■ Records for processing ■

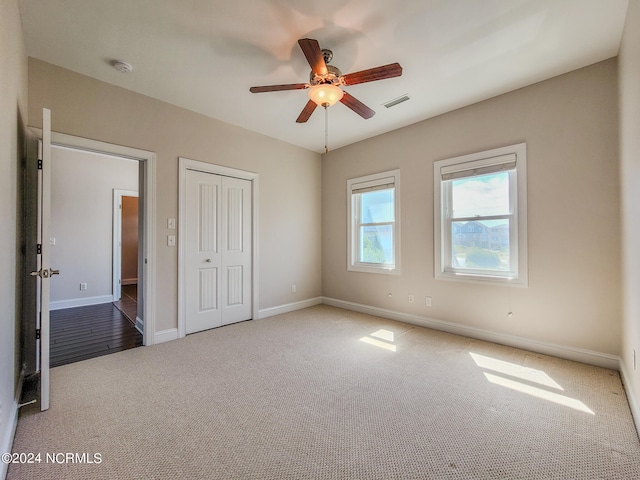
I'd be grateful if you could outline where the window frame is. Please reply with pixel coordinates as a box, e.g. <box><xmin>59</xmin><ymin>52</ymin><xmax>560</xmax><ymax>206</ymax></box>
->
<box><xmin>433</xmin><ymin>143</ymin><xmax>528</xmax><ymax>287</ymax></box>
<box><xmin>347</xmin><ymin>169</ymin><xmax>400</xmax><ymax>275</ymax></box>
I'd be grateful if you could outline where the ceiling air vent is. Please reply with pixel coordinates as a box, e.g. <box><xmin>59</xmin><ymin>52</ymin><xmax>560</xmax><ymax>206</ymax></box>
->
<box><xmin>382</xmin><ymin>93</ymin><xmax>410</xmax><ymax>108</ymax></box>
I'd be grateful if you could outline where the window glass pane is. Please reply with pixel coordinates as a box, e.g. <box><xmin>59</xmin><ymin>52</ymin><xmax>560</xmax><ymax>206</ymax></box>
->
<box><xmin>451</xmin><ymin>172</ymin><xmax>510</xmax><ymax>218</ymax></box>
<box><xmin>451</xmin><ymin>219</ymin><xmax>510</xmax><ymax>271</ymax></box>
<box><xmin>360</xmin><ymin>188</ymin><xmax>394</xmax><ymax>223</ymax></box>
<box><xmin>358</xmin><ymin>225</ymin><xmax>394</xmax><ymax>264</ymax></box>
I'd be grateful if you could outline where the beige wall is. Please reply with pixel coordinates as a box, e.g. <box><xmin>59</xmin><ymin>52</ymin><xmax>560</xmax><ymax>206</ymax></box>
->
<box><xmin>619</xmin><ymin>0</ymin><xmax>640</xmax><ymax>430</ymax></box>
<box><xmin>51</xmin><ymin>147</ymin><xmax>138</xmax><ymax>309</ymax></box>
<box><xmin>29</xmin><ymin>59</ymin><xmax>321</xmax><ymax>331</ymax></box>
<box><xmin>322</xmin><ymin>59</ymin><xmax>621</xmax><ymax>355</ymax></box>
<box><xmin>0</xmin><ymin>0</ymin><xmax>27</xmax><ymax>468</ymax></box>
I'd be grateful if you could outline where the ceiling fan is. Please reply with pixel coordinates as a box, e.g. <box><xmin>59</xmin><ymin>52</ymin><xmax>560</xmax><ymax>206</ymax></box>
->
<box><xmin>249</xmin><ymin>38</ymin><xmax>402</xmax><ymax>123</ymax></box>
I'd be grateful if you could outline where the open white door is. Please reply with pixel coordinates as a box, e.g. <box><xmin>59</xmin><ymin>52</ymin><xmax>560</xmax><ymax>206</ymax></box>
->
<box><xmin>31</xmin><ymin>108</ymin><xmax>55</xmax><ymax>411</ymax></box>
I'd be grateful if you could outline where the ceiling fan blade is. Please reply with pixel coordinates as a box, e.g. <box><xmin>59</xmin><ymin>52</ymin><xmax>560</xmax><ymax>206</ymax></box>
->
<box><xmin>249</xmin><ymin>83</ymin><xmax>309</xmax><ymax>93</ymax></box>
<box><xmin>340</xmin><ymin>92</ymin><xmax>376</xmax><ymax>120</ymax></box>
<box><xmin>342</xmin><ymin>63</ymin><xmax>402</xmax><ymax>85</ymax></box>
<box><xmin>296</xmin><ymin>100</ymin><xmax>318</xmax><ymax>123</ymax></box>
<box><xmin>298</xmin><ymin>38</ymin><xmax>327</xmax><ymax>75</ymax></box>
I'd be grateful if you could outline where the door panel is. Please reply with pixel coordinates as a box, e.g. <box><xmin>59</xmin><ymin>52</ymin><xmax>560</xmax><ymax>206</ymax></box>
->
<box><xmin>38</xmin><ymin>108</ymin><xmax>55</xmax><ymax>411</ymax></box>
<box><xmin>184</xmin><ymin>170</ymin><xmax>251</xmax><ymax>334</ymax></box>
<box><xmin>222</xmin><ymin>177</ymin><xmax>251</xmax><ymax>325</ymax></box>
<box><xmin>185</xmin><ymin>170</ymin><xmax>222</xmax><ymax>333</ymax></box>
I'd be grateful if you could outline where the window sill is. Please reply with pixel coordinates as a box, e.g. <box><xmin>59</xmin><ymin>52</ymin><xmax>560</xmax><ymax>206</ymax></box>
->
<box><xmin>435</xmin><ymin>272</ymin><xmax>529</xmax><ymax>288</ymax></box>
<box><xmin>347</xmin><ymin>265</ymin><xmax>400</xmax><ymax>275</ymax></box>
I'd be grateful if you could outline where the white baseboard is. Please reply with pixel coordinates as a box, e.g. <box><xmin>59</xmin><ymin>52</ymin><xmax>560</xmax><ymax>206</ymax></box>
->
<box><xmin>323</xmin><ymin>297</ymin><xmax>620</xmax><ymax>370</ymax></box>
<box><xmin>258</xmin><ymin>297</ymin><xmax>323</xmax><ymax>318</ymax></box>
<box><xmin>49</xmin><ymin>295</ymin><xmax>113</xmax><ymax>310</ymax></box>
<box><xmin>153</xmin><ymin>328</ymin><xmax>178</xmax><ymax>345</ymax></box>
<box><xmin>620</xmin><ymin>359</ymin><xmax>640</xmax><ymax>437</ymax></box>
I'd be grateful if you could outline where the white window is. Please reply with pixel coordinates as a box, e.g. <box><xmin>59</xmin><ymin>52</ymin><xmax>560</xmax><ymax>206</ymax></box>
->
<box><xmin>347</xmin><ymin>170</ymin><xmax>400</xmax><ymax>275</ymax></box>
<box><xmin>434</xmin><ymin>143</ymin><xmax>527</xmax><ymax>286</ymax></box>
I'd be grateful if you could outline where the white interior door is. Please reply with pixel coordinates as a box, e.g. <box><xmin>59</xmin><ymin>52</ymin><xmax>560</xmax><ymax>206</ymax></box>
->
<box><xmin>36</xmin><ymin>108</ymin><xmax>54</xmax><ymax>411</ymax></box>
<box><xmin>184</xmin><ymin>170</ymin><xmax>252</xmax><ymax>334</ymax></box>
<box><xmin>221</xmin><ymin>177</ymin><xmax>251</xmax><ymax>325</ymax></box>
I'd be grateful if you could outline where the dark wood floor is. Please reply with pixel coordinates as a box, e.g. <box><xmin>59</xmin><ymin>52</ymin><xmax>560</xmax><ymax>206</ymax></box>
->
<box><xmin>50</xmin><ymin>303</ymin><xmax>142</xmax><ymax>367</ymax></box>
<box><xmin>113</xmin><ymin>284</ymin><xmax>138</xmax><ymax>325</ymax></box>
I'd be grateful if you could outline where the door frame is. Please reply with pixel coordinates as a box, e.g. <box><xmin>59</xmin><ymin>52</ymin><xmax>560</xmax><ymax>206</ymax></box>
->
<box><xmin>111</xmin><ymin>188</ymin><xmax>138</xmax><ymax>302</ymax></box>
<box><xmin>178</xmin><ymin>157</ymin><xmax>260</xmax><ymax>338</ymax></box>
<box><xmin>31</xmin><ymin>128</ymin><xmax>156</xmax><ymax>346</ymax></box>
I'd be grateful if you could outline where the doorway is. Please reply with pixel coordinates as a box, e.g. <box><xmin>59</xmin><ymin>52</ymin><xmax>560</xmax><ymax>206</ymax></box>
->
<box><xmin>112</xmin><ymin>189</ymin><xmax>143</xmax><ymax>332</ymax></box>
<box><xmin>46</xmin><ymin>132</ymin><xmax>156</xmax><ymax>345</ymax></box>
<box><xmin>48</xmin><ymin>145</ymin><xmax>142</xmax><ymax>367</ymax></box>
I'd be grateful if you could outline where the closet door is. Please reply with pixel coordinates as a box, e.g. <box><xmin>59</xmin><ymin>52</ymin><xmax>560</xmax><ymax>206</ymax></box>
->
<box><xmin>184</xmin><ymin>170</ymin><xmax>252</xmax><ymax>334</ymax></box>
<box><xmin>221</xmin><ymin>177</ymin><xmax>251</xmax><ymax>325</ymax></box>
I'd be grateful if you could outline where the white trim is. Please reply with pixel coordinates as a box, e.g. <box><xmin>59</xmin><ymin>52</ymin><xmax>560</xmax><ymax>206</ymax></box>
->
<box><xmin>323</xmin><ymin>297</ymin><xmax>620</xmax><ymax>370</ymax></box>
<box><xmin>178</xmin><ymin>157</ymin><xmax>260</xmax><ymax>338</ymax></box>
<box><xmin>258</xmin><ymin>297</ymin><xmax>323</xmax><ymax>319</ymax></box>
<box><xmin>32</xmin><ymin>128</ymin><xmax>157</xmax><ymax>345</ymax></box>
<box><xmin>111</xmin><ymin>188</ymin><xmax>138</xmax><ymax>302</ymax></box>
<box><xmin>49</xmin><ymin>295</ymin><xmax>113</xmax><ymax>310</ymax></box>
<box><xmin>153</xmin><ymin>328</ymin><xmax>178</xmax><ymax>345</ymax></box>
<box><xmin>619</xmin><ymin>359</ymin><xmax>640</xmax><ymax>437</ymax></box>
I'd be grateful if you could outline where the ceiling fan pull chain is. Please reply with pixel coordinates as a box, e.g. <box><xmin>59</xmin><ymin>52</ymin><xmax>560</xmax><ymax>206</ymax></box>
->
<box><xmin>323</xmin><ymin>103</ymin><xmax>329</xmax><ymax>153</ymax></box>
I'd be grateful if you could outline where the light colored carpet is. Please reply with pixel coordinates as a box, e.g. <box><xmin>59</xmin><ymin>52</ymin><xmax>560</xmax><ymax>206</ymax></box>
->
<box><xmin>7</xmin><ymin>306</ymin><xmax>640</xmax><ymax>480</ymax></box>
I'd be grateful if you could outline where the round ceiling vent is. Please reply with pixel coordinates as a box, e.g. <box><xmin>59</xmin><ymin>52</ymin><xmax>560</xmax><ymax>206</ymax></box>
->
<box><xmin>111</xmin><ymin>60</ymin><xmax>133</xmax><ymax>73</ymax></box>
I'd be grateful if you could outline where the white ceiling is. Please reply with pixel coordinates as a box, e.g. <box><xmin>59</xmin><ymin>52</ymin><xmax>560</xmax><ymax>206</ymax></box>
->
<box><xmin>20</xmin><ymin>0</ymin><xmax>628</xmax><ymax>152</ymax></box>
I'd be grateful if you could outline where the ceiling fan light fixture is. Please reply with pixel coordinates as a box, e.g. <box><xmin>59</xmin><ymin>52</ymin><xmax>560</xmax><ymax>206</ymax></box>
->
<box><xmin>309</xmin><ymin>83</ymin><xmax>344</xmax><ymax>107</ymax></box>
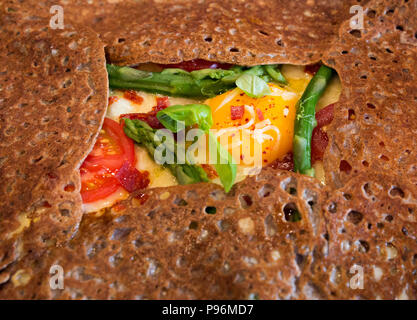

■ Task directions ■
Locate every line above that contains the string "frame", and copy each of those lines in full. Case counts, so uppercase and lowercase letters do not match each other.

■ Output for this exercise ■
I'd be grateful if you could outline where the window frame is. Please reply with pixel coordinates as a box, e.g. <box><xmin>59</xmin><ymin>52</ymin><xmax>560</xmax><ymax>206</ymax></box>
I'd be grateful if you could outline where the door frame is. Please reply with pixel coordinates as a box, e.g. <box><xmin>59</xmin><ymin>52</ymin><xmax>560</xmax><ymax>206</ymax></box>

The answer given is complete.